- **Data section**:
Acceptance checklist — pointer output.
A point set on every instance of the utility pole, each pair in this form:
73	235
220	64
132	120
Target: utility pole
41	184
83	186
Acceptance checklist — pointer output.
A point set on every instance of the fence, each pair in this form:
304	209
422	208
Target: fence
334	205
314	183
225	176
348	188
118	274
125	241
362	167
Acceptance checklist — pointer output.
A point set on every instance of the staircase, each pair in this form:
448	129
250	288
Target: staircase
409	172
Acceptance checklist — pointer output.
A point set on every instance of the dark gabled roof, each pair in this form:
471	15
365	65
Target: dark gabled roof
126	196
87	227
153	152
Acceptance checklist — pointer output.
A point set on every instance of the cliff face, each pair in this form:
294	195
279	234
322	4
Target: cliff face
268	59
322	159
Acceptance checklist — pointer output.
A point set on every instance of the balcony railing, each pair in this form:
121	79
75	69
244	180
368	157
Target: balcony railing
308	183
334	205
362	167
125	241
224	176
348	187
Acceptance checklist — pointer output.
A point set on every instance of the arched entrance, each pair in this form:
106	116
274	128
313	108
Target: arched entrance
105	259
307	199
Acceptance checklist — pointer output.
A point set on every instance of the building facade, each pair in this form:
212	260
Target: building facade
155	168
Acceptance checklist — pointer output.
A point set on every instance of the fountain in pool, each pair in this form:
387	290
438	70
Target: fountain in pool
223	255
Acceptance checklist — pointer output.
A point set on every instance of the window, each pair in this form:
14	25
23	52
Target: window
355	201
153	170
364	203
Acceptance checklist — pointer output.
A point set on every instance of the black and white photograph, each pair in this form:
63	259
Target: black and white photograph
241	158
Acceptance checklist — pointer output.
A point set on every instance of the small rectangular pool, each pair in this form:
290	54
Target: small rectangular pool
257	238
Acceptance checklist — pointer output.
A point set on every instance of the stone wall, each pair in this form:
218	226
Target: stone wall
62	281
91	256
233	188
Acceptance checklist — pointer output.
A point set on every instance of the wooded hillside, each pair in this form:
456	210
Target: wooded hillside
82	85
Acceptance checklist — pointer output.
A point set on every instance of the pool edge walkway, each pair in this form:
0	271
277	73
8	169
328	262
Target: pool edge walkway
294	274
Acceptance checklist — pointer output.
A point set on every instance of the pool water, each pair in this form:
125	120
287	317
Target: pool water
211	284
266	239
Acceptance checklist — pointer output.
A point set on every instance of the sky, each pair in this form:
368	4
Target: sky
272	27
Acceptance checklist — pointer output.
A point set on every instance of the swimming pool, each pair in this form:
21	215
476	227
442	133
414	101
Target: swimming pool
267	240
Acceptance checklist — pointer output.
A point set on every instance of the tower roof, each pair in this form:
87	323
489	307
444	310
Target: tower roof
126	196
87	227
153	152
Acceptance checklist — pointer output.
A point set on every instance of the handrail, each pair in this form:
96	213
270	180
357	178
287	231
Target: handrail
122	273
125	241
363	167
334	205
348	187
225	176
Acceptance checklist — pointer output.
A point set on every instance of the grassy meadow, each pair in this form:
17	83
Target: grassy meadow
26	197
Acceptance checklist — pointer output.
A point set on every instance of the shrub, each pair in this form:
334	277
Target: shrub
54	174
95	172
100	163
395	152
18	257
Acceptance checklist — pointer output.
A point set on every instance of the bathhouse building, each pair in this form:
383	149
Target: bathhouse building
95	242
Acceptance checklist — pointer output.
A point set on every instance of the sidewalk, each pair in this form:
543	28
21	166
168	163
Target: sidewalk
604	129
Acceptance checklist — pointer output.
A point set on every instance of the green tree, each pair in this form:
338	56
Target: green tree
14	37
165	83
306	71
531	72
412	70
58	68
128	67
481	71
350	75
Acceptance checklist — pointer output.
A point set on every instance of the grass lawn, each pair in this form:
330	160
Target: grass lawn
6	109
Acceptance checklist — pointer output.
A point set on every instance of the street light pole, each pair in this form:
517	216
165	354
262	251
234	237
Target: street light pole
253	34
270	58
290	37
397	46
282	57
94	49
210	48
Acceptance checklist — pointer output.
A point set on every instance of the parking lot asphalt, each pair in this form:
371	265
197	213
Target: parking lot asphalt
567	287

- **Required work**:
Show every line of the records above that contains the string "light", matching case exactly.

- **Exercise result**:
A point set on every instance of the street light pole, each pair in this form:
Target: street light pole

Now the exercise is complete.